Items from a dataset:
_____

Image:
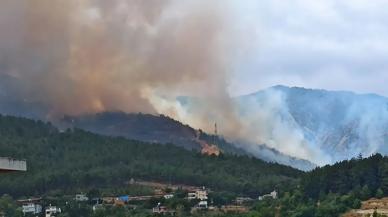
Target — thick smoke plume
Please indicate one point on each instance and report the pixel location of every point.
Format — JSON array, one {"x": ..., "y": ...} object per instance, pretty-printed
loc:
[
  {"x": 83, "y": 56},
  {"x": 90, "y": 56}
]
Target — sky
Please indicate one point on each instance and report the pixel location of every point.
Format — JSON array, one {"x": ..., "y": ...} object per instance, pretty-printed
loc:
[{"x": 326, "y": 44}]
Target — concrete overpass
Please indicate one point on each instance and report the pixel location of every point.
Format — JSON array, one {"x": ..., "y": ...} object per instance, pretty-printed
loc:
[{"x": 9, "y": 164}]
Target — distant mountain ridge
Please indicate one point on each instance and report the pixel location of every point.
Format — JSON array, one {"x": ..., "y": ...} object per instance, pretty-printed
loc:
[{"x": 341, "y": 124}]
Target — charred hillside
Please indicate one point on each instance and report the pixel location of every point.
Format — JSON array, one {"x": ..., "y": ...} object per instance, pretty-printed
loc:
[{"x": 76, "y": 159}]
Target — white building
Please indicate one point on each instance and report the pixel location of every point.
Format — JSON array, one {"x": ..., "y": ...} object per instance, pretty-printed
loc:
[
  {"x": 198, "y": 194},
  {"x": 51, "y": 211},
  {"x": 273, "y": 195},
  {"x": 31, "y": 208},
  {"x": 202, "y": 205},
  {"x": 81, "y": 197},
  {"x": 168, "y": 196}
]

_____

Word for word, give the data above again, without any images.

[Response to this exercise]
Image:
Target — thick smoke plume
Please indicate one point on each instance and report the pixel location of every point.
Format — JSON array, one {"x": ..., "y": ...} object per instance, pretty-printed
loc:
[
  {"x": 83, "y": 56},
  {"x": 90, "y": 56}
]
Target — sky
Please indicate one point on each instance and report the pixel location of every point.
Format — JSON array, one {"x": ..., "y": ...} object per instance, pretty-printed
loc:
[{"x": 326, "y": 44}]
Target — concrete overpass
Please indicate one point on each instance and report the pixel location of every point.
Format — JSON array, one {"x": ..., "y": ...} object per instance, pretty-printed
loc:
[{"x": 9, "y": 164}]
Target — distant mountain ridge
Please indicate one point on each instance and report the pixel location of every point.
Format — JSON array, one {"x": ..., "y": ...} object per instance, pretty-printed
loc:
[{"x": 341, "y": 124}]
Target — charred hillside
Please indicate one point on each instance and report the pixel location of every point.
Format — JSON array, one {"x": ..., "y": ...} object per instance, pretty-printed
loc:
[{"x": 76, "y": 159}]
Target — white building
Please indicate one point on each instance and report the pixel location of every point.
Format — JSON array, one {"x": ..., "y": ...} object per instance, pretty-printed
loc:
[
  {"x": 198, "y": 194},
  {"x": 51, "y": 211},
  {"x": 273, "y": 195},
  {"x": 31, "y": 208},
  {"x": 202, "y": 205},
  {"x": 81, "y": 197},
  {"x": 168, "y": 196}
]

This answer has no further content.